Items from a data source:
========================================================================

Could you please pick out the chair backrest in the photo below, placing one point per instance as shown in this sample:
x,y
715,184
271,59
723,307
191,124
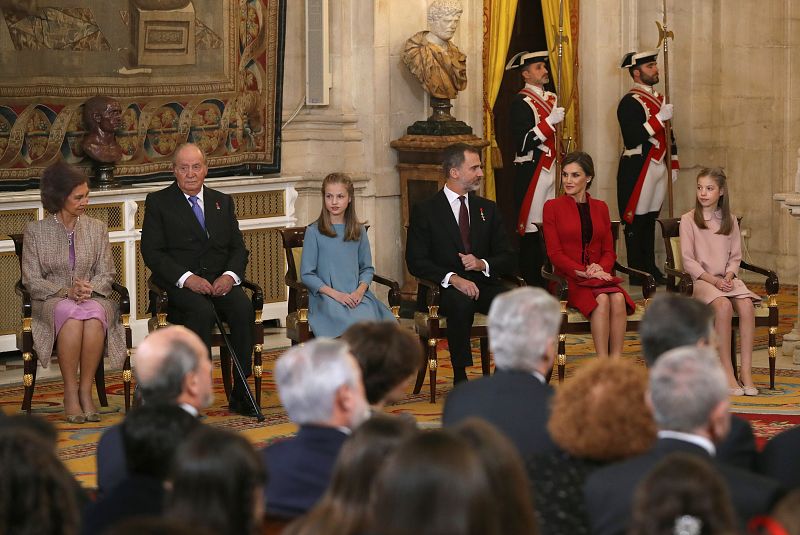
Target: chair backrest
x,y
293,247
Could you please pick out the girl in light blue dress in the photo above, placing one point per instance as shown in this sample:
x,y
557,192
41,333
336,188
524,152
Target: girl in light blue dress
x,y
337,264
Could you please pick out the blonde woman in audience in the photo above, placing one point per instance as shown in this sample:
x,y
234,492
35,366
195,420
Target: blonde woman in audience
x,y
711,247
597,417
683,495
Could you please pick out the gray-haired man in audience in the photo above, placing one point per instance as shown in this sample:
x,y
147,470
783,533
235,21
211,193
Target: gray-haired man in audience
x,y
170,366
320,386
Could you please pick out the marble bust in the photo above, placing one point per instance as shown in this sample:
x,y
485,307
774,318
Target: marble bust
x,y
102,116
437,63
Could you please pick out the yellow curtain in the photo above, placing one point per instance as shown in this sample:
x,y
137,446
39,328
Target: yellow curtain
x,y
568,94
498,23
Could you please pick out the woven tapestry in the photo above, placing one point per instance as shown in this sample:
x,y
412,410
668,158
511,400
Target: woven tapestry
x,y
203,71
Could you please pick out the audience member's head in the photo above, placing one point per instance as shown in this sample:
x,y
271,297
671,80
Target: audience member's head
x,y
435,483
689,392
510,489
601,414
172,366
344,508
319,383
388,356
151,434
783,520
674,321
683,494
216,481
523,329
37,493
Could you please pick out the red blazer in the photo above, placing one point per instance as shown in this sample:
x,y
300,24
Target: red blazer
x,y
562,236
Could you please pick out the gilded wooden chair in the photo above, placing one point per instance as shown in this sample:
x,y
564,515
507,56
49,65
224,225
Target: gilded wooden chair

========================================================================

PROBLEM TO SOLVE: Copy every row above word for word, leaving out the pictures.

FINAL ANSWER:
Could you please pick out the chair backrest in the photo below, placing one point per instance as shown in this sample:
x,y
715,184
271,59
723,307
191,124
Target: chair backrest
x,y
293,247
Could you please pick out the girl in light blue dress in the photo above, placing one point per instance as shown in this sample:
x,y
557,192
41,333
336,188
524,152
Target: girl in light blue dress
x,y
337,264
Could you please pick out the blonde woman in audience in the photo above, placing one point per instance as shown in this sample:
x,y
234,492
35,366
195,420
Target: blonde woman in audience
x,y
711,247
597,417
683,495
Could you please pick out the gray-haired man in audience in the photo above, placing one point per instance as shown in this sample:
x,y
147,470
783,533
235,21
211,193
Target: gray-haired man in audience
x,y
170,366
320,386
Could you please pick out the marble bust in the photo above, placing one point per instance as shown in this sample:
x,y
485,307
774,318
Target: marble bust
x,y
102,116
437,63
Could you please pick out the yellow curtain in the photo above, placing one point per instance as shown in this sample:
x,y
137,446
39,328
Target: yellow curtain
x,y
568,94
498,23
Could you please pick out the woven tapestry in the photo above, placing one point per instance as shown in this sample:
x,y
412,410
668,158
511,400
Target: woven tapestry
x,y
203,71
Could you please pick out the audience member's head in the photo above, placing one point per instance as shown in this sample:
x,y
271,297
671,80
Target: audience member's head
x,y
435,483
689,392
510,489
601,414
172,366
344,508
319,383
388,356
151,434
783,520
674,321
683,494
216,481
523,329
37,493
Could you please pick out the red blazer in the photo above, placing one point per instance as shown in this sample:
x,y
300,24
Target: red blazer
x,y
562,236
Could you please pick out the gilded wooden chair in the photo above, placing one point per instance as shown in this sample:
x,y
564,515
507,56
49,65
224,225
Target: gilded wooden chair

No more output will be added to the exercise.